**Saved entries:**
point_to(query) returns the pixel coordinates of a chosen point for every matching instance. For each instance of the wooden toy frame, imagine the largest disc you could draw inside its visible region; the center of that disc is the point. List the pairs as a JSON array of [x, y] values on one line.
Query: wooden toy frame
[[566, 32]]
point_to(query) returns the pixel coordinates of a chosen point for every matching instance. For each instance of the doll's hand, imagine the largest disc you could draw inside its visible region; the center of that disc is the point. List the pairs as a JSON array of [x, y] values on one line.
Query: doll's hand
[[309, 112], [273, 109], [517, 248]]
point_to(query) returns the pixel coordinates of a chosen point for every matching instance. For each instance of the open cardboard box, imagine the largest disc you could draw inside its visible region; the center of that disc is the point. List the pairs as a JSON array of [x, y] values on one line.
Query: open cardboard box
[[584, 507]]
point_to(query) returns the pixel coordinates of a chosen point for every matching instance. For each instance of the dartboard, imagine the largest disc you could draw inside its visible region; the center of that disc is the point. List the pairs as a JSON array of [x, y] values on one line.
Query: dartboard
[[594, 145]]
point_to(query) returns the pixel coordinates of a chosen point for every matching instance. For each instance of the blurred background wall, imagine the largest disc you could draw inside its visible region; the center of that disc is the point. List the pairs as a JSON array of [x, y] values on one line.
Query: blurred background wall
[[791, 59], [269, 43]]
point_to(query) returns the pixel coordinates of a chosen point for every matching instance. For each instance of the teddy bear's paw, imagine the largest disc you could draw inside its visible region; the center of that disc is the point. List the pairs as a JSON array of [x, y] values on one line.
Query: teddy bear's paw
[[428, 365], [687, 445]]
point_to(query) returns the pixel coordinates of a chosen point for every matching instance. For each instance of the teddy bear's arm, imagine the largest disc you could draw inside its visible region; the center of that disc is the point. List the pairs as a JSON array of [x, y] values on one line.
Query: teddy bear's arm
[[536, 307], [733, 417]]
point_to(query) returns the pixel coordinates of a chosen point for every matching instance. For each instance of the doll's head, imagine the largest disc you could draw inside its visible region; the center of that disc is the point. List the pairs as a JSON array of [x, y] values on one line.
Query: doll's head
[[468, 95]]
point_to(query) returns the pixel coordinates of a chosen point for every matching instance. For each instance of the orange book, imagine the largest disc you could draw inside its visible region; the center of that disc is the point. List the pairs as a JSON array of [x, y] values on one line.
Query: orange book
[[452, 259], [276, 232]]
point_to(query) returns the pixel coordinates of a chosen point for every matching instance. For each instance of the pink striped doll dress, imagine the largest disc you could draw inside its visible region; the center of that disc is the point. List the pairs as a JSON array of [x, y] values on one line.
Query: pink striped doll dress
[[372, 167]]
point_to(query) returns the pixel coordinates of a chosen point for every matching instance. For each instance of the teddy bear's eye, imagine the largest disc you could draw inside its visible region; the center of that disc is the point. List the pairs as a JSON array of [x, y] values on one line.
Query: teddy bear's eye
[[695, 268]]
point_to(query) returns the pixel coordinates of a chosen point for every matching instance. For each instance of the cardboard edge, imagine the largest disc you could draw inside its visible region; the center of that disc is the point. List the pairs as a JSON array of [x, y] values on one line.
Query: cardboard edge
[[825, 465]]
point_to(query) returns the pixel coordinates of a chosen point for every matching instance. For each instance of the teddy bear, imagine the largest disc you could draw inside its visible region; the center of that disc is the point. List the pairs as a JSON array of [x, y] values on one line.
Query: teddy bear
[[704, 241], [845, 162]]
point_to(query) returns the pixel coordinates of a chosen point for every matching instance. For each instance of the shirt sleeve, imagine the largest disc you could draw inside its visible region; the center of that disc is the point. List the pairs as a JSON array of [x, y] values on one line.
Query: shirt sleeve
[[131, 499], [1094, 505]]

...

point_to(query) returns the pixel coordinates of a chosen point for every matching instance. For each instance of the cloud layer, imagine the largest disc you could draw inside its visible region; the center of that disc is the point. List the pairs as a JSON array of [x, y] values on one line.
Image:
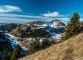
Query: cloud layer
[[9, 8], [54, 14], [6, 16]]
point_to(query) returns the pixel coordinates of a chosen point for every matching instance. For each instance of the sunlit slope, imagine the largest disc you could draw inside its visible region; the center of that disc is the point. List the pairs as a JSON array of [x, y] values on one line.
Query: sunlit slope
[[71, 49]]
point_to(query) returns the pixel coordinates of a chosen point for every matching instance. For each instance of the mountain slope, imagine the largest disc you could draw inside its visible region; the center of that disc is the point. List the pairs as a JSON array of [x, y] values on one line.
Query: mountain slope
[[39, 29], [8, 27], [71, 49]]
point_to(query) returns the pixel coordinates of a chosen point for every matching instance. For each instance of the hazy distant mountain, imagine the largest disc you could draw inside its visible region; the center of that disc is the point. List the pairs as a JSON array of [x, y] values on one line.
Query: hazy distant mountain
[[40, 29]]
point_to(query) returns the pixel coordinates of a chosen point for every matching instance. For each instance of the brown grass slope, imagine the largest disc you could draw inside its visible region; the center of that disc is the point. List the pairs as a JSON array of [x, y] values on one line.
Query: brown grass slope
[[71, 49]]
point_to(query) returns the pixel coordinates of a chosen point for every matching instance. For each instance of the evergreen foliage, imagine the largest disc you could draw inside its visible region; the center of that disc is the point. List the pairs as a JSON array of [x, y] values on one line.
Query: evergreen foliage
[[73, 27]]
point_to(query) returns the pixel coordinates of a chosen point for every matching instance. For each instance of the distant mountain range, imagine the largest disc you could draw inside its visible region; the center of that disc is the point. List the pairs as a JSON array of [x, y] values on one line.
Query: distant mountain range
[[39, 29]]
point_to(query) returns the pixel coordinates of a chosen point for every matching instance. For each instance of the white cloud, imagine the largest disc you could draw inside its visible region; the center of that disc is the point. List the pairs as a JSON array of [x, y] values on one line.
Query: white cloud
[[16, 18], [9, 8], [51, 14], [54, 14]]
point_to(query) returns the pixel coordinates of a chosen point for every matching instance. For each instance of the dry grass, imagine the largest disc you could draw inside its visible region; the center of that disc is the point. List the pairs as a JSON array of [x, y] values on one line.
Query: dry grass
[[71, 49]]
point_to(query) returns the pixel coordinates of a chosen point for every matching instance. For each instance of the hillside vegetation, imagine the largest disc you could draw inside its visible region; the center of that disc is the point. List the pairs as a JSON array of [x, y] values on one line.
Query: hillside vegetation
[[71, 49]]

**TASK REQUIREMENTS:**
Every line above from the line with "of the wooden" to the line with "of the open" is wanted, ends included; write them out exactly and add no other line.

**YOUR SOLUTION:**
point_to(query) returns the pixel coordinates of a chosen point for every matching instance. For each instance of the wooden toy frame, imagine the largest disc you could draw inside its visible region; the center of that disc is the point. List the pairs as a JSON array of [x, y] values on one line.
Query: wooden toy frame
[[566, 32]]
point_to(query) returns the pixel coordinates of a chosen point for every matching instance. For each instance of the doll's hand, imagine the largest disc you could draw inside its visible region; the center of that disc is the point. List the pairs as a JSON array of [x, y] values on one line.
Query: doll's hand
[[309, 112], [273, 109], [517, 248]]
point_to(query) returns the pixel coordinates of a chosen point for every matching instance. For each instance of the open cardboard box, imagine the largest disc you could draw inside its visible region; the center of that disc is the point. List the pairs as a JSON array of [x, y] values on one line.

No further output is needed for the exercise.